--- DATA FOR PROCESSING ---

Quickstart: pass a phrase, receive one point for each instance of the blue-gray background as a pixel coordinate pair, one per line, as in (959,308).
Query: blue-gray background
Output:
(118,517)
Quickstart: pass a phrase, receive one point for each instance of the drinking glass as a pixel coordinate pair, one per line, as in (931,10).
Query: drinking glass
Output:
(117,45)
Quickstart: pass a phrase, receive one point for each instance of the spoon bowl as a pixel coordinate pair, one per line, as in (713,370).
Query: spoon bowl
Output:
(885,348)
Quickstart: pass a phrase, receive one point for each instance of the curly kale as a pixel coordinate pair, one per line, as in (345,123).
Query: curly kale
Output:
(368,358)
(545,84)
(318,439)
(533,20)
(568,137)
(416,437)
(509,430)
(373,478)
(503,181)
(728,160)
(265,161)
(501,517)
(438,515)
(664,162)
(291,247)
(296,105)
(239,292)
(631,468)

---

Each line above must be reproduced exactly as it stands.

### SOLUTION FOR THIS TASK
Quickstart: pass a phrase, receive one point for each instance of the blue-gray background as a pixel coordinate pair, one per line, as in (959,308).
Query: blue-gray background
Output:
(118,517)
Quickstart: pass a phrase, receive one point for each instance of the drinking glass as a pixel coordinate pair, one per line, as in (931,10).
Query: drinking glass
Output:
(117,45)
Quickstart: pass a phrase, receive one point for each instance of the spoon bowl as a pixel coordinate pair, one per line, as in (713,370).
Query: spoon bowl
Output:
(885,348)
Quickstart: pass a phrase, receive one point for each instance of the curly kale as a pixel coordinate pair, one per line, as in (345,123).
Query: curly kale
Output:
(368,358)
(545,84)
(318,439)
(533,20)
(568,137)
(416,437)
(509,430)
(373,478)
(503,181)
(728,160)
(265,161)
(501,517)
(438,515)
(664,162)
(291,247)
(296,105)
(239,292)
(631,468)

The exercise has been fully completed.